> TAREFA PROPOSTA 1:
Segundo o texto sobre o penhor de dinheiro, em quais lugares o credor pignoratício pode ser obrigado a manter em separado o dinheiro recebido?

> TEXTO FORNECIDO:

# # # # #

Em regra, entendemos ser inviável o penhor sobre dinheiro diante da sua fungibilidade, que acaba acarretando a transmissão da propriedade com a tradição. O credor pignoratício tem de ser um depositário da coisa, mas, como o dinheiro é fungível, ele não é propriamente um depositário, e sim uma espécie de mutuário por força dos arts. 587, 645 e 1.435, I, do CC. O direito real de penhor exige uma individualização do objeto (especialização objetiva), o que não existe nesse caso diante do fato de o dinheiro entregue pelo devedor em garantia se perder dentro do patrimônio do credor.
Excepcionalmente, entendemos ser viável o penhor do dinheiro se este for individualizado enquanto uma determinada universalidade de direito por contrato ou por lei. E há essa individualização quando, por contrato ou lei, o credor pignoratício se torna obrigado a manter o dinheiro recebido em separado, seja em uma conta bancária, seja em uma aplicação financeira, seja em um local físico.

# # # # #

> TRECHOS DOS REGISTROS:
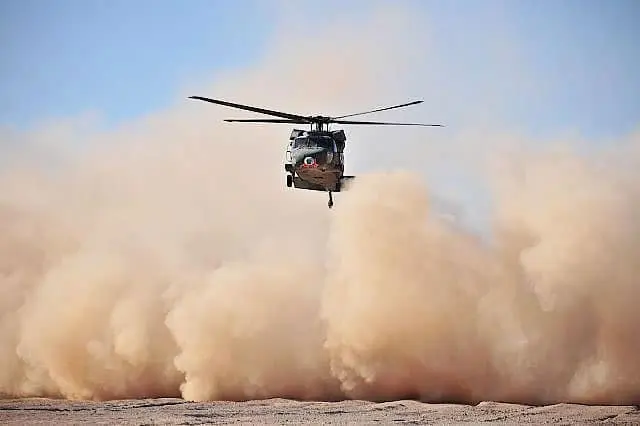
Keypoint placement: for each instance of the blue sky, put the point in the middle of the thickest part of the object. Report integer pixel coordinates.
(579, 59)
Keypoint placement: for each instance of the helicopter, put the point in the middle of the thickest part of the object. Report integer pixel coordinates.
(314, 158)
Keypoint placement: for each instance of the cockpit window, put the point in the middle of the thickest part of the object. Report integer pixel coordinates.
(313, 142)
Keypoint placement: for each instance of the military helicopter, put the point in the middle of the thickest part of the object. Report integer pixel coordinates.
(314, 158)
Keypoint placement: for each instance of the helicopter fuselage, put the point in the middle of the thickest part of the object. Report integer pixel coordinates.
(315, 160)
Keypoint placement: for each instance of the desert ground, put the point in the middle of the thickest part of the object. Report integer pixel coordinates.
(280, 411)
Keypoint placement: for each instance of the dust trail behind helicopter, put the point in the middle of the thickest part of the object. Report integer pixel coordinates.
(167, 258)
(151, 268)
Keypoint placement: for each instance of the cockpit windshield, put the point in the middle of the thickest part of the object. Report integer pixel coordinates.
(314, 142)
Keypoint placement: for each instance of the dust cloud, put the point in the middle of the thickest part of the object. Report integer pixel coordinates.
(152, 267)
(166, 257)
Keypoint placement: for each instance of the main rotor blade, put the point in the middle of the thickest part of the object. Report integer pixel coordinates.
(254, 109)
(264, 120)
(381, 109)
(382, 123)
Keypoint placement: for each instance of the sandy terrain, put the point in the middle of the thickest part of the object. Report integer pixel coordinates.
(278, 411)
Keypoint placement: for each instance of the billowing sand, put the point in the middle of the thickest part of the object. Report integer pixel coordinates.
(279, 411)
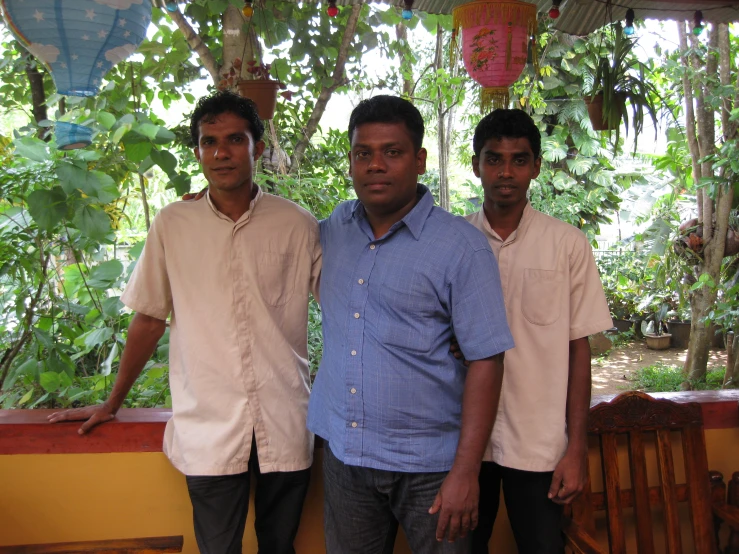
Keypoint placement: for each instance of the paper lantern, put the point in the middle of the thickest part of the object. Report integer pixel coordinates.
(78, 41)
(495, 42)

# # # # #

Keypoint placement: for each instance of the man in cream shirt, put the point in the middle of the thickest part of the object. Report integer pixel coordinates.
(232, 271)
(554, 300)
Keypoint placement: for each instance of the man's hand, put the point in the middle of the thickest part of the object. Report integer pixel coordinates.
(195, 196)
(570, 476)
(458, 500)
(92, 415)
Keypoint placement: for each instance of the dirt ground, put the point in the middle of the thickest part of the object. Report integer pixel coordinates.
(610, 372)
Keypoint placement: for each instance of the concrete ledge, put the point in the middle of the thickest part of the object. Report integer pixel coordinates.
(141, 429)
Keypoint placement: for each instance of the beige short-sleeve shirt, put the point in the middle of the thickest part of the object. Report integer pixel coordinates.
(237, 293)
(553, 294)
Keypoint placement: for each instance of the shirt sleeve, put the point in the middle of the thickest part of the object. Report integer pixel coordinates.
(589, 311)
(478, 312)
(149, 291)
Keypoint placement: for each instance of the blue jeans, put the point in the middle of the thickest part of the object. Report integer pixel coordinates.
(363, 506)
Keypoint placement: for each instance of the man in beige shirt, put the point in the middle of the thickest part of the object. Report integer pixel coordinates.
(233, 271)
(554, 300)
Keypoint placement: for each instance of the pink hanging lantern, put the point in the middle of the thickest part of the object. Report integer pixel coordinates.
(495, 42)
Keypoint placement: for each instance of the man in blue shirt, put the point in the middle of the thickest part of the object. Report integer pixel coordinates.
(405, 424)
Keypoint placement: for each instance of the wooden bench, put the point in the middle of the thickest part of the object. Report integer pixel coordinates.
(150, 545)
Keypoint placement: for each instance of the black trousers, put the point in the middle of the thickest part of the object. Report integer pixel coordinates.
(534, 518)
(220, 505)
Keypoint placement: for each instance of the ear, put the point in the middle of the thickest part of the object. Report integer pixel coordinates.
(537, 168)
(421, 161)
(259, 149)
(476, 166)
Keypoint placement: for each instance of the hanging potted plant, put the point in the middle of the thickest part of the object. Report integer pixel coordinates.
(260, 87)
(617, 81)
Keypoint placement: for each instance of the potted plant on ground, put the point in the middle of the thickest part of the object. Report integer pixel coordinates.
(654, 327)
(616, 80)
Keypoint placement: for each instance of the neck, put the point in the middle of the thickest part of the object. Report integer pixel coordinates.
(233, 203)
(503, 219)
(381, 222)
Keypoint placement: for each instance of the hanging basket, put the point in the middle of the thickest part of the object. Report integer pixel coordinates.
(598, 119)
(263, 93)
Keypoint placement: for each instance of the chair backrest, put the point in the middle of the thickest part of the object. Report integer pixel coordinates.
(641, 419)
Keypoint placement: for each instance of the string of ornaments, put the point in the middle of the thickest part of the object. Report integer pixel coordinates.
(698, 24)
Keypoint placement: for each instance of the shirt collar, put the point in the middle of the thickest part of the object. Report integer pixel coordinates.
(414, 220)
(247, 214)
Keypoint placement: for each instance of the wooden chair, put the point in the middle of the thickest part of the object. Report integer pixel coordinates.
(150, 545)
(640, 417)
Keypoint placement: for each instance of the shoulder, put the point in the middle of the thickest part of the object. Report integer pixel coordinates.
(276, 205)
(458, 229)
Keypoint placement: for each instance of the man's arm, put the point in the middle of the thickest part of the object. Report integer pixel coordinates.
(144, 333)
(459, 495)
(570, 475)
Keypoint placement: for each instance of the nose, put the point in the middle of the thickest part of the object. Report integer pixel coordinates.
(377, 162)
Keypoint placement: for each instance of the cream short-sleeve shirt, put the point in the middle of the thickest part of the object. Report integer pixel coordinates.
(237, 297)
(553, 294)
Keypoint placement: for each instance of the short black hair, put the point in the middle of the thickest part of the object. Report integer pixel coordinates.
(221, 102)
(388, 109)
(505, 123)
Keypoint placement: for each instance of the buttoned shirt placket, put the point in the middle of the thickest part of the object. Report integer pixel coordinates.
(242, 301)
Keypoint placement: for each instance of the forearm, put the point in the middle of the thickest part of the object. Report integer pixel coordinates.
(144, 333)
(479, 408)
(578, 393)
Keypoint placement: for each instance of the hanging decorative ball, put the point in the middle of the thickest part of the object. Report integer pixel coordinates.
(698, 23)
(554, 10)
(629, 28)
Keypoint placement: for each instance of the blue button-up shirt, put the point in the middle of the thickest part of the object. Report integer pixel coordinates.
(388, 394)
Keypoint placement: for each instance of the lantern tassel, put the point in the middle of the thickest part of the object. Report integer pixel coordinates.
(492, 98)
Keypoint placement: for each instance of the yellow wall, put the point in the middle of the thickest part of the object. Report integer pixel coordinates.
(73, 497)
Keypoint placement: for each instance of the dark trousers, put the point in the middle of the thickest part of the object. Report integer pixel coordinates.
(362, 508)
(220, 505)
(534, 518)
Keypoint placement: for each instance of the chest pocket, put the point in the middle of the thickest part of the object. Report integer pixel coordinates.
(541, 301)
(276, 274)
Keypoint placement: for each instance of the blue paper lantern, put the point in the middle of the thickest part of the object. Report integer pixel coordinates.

# # # # #

> TAREFA PROPOSTA 2:
Extraia todas as linhas dos registros que contêm a palavra "cockpit", levando em conta a diferença entre maiúsculas e minúsculas.

> RESPOSTA COMPLETA 1:
Em uma conta bancária, em uma aplicação financeira ou em um local físico.

> RESPOSTA COMPLETA 2:
Keypoint placement: for each instance of the cockpit window, put the point in the middle of the thickest part of the object. Report integer pixel coordinates.
Keypoint placement: for each instance of the cockpit windshield, put the point in the middle of the thickest part of the object. Report integer pixel coordinates.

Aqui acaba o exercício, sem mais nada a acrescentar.